Prompt: Reproduce verbatim the material from the line with "Outline every instance of the leafy tree." to the line with "264L288 257L288 236L297", including both of those lines and nothing else.

Data for the task:
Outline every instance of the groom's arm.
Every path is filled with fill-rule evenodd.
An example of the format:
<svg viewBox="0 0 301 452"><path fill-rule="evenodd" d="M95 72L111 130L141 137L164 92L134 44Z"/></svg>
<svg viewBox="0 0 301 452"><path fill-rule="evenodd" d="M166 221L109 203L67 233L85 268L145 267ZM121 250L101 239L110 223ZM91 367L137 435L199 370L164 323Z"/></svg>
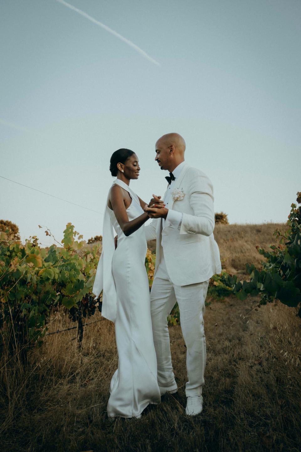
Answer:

* * *

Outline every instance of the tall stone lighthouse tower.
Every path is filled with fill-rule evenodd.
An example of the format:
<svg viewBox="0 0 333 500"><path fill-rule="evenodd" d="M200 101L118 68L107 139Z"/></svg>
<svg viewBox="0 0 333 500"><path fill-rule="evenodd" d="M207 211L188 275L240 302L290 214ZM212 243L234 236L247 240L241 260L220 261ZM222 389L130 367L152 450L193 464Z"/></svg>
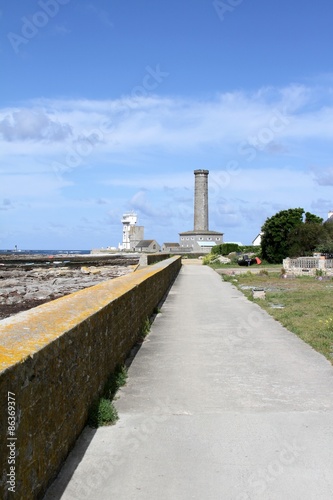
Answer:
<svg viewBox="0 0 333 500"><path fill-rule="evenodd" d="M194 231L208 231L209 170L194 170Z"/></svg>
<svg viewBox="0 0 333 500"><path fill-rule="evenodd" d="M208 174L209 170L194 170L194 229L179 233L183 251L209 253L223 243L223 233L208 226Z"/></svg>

...

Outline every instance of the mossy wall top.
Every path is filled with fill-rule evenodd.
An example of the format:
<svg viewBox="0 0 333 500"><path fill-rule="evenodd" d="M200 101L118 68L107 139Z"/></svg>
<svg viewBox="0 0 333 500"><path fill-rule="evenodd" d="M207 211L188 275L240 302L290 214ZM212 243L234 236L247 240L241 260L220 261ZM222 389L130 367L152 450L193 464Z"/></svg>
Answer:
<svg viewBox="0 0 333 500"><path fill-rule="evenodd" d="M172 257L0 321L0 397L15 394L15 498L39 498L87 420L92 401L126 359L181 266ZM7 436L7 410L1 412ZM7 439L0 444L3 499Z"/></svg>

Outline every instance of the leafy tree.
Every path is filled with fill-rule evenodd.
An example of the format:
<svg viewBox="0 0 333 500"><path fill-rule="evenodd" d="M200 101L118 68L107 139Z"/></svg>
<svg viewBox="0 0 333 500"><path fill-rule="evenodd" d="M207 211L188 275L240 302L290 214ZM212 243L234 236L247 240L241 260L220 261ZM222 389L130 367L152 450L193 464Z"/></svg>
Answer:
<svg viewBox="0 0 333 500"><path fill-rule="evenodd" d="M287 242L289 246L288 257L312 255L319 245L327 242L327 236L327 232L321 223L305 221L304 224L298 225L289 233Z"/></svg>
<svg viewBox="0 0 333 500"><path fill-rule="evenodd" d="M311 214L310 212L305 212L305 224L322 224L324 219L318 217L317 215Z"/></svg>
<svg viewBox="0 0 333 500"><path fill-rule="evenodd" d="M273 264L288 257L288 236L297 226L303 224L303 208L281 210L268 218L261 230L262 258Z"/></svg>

Problem solution:
Outline every instance of the leafy tree.
Every path is filled with fill-rule evenodd.
An example of the format:
<svg viewBox="0 0 333 500"><path fill-rule="evenodd" d="M200 101L118 68L107 139Z"/></svg>
<svg viewBox="0 0 333 500"><path fill-rule="evenodd" d="M207 211L188 275L240 302L290 214ZM212 243L234 236L247 240L241 260L220 261ZM222 389L130 367L152 450L193 464Z"/></svg>
Answer:
<svg viewBox="0 0 333 500"><path fill-rule="evenodd" d="M287 242L289 246L288 257L312 255L319 245L327 242L327 236L327 232L321 223L305 221L304 224L298 225L289 233Z"/></svg>
<svg viewBox="0 0 333 500"><path fill-rule="evenodd" d="M311 214L310 212L305 212L305 224L322 224L324 219L318 217L317 215Z"/></svg>
<svg viewBox="0 0 333 500"><path fill-rule="evenodd" d="M273 264L288 257L288 236L297 226L303 224L303 208L281 210L268 218L261 230L262 258Z"/></svg>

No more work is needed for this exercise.